**EXERCISE**
Begin with the line containing "Query: fan blade" and copy each line exactly through the last line of the entries, inclusive.

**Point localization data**
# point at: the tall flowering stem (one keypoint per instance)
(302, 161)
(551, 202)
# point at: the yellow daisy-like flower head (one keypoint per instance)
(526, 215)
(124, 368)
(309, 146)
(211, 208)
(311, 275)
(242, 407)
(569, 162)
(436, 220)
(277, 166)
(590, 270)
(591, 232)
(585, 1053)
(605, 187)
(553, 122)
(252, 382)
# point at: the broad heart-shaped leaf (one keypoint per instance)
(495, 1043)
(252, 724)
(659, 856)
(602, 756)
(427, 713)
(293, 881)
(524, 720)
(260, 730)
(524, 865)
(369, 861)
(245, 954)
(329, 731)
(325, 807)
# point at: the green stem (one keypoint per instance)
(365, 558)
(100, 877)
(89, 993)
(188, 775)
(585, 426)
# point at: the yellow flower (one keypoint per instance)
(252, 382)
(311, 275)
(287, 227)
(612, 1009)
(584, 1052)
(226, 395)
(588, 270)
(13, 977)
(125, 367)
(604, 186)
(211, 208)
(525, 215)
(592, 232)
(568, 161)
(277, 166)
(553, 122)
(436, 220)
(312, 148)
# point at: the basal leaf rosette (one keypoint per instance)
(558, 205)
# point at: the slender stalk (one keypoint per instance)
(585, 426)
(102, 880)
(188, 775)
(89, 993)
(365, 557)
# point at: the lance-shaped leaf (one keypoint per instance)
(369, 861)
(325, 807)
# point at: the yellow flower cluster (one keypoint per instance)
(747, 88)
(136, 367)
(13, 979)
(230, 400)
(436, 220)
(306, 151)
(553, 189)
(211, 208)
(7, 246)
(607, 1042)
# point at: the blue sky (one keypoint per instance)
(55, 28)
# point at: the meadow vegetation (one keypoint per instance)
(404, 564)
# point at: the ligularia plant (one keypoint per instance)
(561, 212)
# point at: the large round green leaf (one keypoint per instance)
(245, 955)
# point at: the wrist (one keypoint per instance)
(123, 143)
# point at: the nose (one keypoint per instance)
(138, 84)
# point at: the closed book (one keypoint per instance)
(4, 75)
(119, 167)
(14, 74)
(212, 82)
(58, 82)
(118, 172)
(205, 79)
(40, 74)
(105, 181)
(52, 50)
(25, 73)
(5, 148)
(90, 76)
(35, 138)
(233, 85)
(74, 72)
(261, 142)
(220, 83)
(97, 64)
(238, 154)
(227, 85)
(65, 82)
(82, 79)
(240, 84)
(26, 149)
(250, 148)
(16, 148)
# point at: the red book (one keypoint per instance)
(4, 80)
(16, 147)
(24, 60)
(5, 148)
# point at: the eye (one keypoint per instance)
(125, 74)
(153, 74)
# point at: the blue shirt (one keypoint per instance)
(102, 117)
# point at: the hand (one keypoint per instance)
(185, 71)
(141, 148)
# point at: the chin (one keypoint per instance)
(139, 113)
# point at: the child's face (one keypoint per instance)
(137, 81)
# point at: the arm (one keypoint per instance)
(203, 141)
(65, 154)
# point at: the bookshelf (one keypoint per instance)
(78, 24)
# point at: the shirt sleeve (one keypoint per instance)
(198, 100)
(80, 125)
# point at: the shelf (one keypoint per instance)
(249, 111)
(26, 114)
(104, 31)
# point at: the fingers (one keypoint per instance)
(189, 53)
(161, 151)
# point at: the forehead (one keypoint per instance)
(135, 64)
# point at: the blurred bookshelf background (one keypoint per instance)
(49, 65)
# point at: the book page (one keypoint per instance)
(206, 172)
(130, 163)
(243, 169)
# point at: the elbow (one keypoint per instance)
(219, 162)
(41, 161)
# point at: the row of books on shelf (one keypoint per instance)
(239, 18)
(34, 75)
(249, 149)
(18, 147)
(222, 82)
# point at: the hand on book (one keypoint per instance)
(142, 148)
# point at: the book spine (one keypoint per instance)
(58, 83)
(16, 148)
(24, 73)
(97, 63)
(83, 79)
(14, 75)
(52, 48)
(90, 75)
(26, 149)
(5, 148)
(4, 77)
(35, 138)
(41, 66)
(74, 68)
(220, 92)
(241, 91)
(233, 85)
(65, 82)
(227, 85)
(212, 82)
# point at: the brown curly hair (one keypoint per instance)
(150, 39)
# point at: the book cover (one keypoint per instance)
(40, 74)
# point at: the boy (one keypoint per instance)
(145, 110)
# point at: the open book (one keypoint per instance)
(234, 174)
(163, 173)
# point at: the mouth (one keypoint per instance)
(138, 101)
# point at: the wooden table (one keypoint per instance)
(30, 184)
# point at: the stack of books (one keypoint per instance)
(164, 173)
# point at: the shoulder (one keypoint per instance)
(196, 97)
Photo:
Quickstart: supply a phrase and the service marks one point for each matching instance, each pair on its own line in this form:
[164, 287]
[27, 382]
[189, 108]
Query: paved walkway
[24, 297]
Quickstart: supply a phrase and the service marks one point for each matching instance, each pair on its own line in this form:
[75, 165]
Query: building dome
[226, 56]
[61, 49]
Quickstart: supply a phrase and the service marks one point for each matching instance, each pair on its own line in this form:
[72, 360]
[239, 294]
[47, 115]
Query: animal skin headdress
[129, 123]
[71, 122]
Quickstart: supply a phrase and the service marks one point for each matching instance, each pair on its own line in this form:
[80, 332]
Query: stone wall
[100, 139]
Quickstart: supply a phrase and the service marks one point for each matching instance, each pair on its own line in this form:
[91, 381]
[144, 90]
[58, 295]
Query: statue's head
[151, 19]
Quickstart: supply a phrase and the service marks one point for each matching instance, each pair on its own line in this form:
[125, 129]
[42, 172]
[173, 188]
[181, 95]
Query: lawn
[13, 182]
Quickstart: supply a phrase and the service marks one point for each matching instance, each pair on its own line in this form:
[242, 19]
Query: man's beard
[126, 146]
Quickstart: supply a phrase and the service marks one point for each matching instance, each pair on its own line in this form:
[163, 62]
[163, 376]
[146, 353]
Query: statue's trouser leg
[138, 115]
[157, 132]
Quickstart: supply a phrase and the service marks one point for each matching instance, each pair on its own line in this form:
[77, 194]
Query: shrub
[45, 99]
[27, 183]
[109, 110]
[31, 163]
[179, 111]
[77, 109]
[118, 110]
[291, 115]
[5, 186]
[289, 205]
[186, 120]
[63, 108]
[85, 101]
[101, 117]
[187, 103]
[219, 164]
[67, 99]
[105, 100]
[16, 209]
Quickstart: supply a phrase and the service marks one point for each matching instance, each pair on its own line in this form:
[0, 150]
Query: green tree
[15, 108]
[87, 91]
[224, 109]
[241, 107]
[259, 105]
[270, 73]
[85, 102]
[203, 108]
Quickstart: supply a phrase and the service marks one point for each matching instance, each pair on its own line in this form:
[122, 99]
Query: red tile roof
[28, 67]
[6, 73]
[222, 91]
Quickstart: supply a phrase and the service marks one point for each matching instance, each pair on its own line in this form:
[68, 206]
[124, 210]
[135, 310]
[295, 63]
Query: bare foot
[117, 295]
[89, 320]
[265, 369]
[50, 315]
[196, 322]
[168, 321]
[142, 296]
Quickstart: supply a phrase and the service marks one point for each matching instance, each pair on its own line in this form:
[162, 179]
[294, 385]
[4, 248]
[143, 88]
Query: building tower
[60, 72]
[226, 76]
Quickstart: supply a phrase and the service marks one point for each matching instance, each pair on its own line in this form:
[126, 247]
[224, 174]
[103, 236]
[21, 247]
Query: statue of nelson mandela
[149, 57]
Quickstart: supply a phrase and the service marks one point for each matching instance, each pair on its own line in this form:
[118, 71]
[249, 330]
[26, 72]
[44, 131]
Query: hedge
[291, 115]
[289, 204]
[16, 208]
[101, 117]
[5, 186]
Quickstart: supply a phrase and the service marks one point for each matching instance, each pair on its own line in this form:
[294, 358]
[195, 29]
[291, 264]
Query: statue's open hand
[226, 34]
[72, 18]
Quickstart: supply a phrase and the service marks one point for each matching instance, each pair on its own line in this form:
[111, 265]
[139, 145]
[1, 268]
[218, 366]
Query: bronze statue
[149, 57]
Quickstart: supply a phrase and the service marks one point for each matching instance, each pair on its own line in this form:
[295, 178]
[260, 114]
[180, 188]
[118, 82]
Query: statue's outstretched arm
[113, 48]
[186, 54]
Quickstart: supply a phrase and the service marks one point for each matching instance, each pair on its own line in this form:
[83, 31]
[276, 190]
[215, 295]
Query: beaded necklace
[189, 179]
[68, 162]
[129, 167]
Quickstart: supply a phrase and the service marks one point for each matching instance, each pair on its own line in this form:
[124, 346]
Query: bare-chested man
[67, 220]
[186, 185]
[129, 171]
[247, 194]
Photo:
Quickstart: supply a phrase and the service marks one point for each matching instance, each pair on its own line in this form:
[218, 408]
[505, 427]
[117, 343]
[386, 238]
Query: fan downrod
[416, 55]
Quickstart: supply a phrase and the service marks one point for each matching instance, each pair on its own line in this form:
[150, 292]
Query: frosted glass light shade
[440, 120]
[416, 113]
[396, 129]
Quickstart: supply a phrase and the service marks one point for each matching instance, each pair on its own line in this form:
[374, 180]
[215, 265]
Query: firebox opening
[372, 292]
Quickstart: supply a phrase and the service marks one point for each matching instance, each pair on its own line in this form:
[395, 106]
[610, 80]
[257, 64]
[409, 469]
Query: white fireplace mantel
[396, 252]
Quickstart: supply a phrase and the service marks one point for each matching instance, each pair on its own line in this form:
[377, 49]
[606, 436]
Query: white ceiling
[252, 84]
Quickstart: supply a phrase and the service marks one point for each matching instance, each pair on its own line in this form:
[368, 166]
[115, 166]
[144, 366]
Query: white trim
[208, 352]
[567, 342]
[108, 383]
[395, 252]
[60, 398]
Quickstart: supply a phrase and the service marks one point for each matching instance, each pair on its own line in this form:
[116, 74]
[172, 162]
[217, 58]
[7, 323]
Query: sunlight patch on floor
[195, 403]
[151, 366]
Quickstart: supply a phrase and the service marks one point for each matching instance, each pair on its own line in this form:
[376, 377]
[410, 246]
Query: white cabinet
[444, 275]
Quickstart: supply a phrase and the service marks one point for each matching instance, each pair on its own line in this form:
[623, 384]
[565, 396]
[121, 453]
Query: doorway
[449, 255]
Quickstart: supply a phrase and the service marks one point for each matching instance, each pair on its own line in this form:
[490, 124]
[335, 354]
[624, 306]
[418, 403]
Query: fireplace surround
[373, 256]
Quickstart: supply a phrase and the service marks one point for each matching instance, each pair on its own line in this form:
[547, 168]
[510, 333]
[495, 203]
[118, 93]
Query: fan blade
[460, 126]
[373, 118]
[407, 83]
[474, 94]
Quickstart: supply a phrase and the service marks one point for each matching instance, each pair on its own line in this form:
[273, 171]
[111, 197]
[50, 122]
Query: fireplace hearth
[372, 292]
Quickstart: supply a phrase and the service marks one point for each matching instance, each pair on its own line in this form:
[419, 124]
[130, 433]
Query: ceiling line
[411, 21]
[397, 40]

**ANSWER AREA**
Query: fan blade
[460, 126]
[373, 118]
[407, 83]
[474, 94]
Quickstart: supply a phrase and the service marks one point for each matching instance, each pair on its own line in this form:
[273, 171]
[111, 197]
[50, 122]
Query: fireplace hearth
[372, 292]
Quickstart: supply a phrase and the service marks one point for each matching instance, each pair on its own line in this form:
[419, 124]
[130, 433]
Query: ceiling line
[411, 21]
[397, 40]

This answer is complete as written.